• Reading passage:
Authored by Saksham Agarwal First year law student from Symbiosis Law School Pune


The Constitution of a nation is the document which draws the line between order and anarchy, it is the supreme law of the land. Without a well drafted constitution which represents the political, social, geographical and economic needs of a nation and contains provisions to satisfy these needs and binds the population into one, a country would fall into chaos and mayhem.

India is the world’s largest republic and houses one on the most culturally and religiously populations on the face of earth. A piece of paper written at one point of time would not be sufficient for the evolving and dynamic population, which the lawmakers of our constitution realized and hence included the provisions which would enable the future generations to amend the constitution according to the needs of the society. An act which was considered immoral or unlawful in the 20th century, might not be regarded as a similar offence in the 21st century. The constitutions which have scope for amendments are referred to as ‘Flexible Constitution’, the most ideal example being the Unwritten Constitution of the UK, where the parliament has the absolute authority. Contrary to the UK, some nations have a ‘Rigid Constitution’, where amending the constitution is a laborious task and the legislative body has limited authority.

While drafting our Constitution, an ideal solution was sought, and as a result the Indian Constitution is rigid as well as flexible. It is not as flexible as to allow the misuse of the provisions of amendment, and it is not as rigid as to prevent the legislation from formulating laws which would suit the needs of the society. For this, Article 368 was added to the constitution which facilitates the amendments and reads “Notwithstanding anything in this Constitution, Parliament may in exercise of its constituent power amend by way of addition, variation or repeal any provision of this Constitution”.[1] The parliament can add any provision, make changes to any existing provision, or repeal a provision entirely from the constitution if that works for the benefit of the society. The Parliament is considered to be a representation of the citizen’s will, and acts of Parliaments are deemed to be as per the will of the majority of citizens of the country and hence in their best interests.

Article 368 provides for three procedures to amend the constitution, all three of which apply to different provisions as per their importance and effect they could bring if amended imprudently.

Procedure of Amendment

Amending the constitution requires a bill to be introduced in either house of the parliament, which after being passed by both houses requires the assent from the President. Article 368 defines three different types of majorities by which the amendment bills need to be passed with respect to the different provisions they seek to amend.

Amendment by Simple Majority– Certain articles require a simple majority from both houses of parliament from the total members present and voting, similar to the majority required to pass an ordinary law.

• Work to be completed:
Return, word for word, the portion of the essay on amending India's constitution that starts with "Procedure of Amendment" and goes on through "seek to amend.".

Bounding box data excerpts
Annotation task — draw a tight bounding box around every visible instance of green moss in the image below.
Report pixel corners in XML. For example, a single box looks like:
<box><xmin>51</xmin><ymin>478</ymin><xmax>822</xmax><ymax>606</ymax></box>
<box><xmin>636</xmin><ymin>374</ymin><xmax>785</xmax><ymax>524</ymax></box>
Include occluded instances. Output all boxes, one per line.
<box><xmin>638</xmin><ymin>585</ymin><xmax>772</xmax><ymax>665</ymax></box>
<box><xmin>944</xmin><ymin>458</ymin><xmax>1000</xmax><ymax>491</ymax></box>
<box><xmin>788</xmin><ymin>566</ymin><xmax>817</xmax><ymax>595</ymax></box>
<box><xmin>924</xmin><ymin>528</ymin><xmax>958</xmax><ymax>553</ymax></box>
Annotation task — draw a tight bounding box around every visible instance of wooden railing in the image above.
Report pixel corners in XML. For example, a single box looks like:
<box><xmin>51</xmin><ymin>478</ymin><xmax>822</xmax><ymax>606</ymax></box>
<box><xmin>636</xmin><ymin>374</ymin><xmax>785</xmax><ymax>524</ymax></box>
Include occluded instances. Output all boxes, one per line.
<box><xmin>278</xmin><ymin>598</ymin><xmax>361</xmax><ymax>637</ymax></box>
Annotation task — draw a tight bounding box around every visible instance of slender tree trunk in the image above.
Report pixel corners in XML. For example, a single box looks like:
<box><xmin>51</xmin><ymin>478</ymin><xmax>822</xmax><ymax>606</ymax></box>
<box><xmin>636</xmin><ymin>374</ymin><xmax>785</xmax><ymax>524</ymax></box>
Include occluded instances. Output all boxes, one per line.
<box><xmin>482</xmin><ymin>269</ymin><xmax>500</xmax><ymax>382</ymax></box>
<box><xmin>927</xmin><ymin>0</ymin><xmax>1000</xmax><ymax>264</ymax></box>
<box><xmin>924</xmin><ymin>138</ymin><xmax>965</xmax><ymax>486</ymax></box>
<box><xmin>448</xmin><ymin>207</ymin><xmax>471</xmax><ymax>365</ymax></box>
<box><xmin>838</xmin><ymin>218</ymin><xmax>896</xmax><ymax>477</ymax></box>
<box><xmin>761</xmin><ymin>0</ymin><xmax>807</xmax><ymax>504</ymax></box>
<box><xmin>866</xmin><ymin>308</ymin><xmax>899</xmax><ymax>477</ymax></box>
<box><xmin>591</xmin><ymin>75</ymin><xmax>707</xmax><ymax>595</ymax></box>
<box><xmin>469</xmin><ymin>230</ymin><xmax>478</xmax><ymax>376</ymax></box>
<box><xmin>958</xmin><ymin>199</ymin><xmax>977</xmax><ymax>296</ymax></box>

• Response below:
Procedure of Amendment

Amending the constitution requires a bill to be introduced in either house of the parliament, which after being passed by both houses requires the assent from the President. Article 368 defines three different types of majorities by which the amendment bills need to be passed with respect to the different provisions they seek to amend.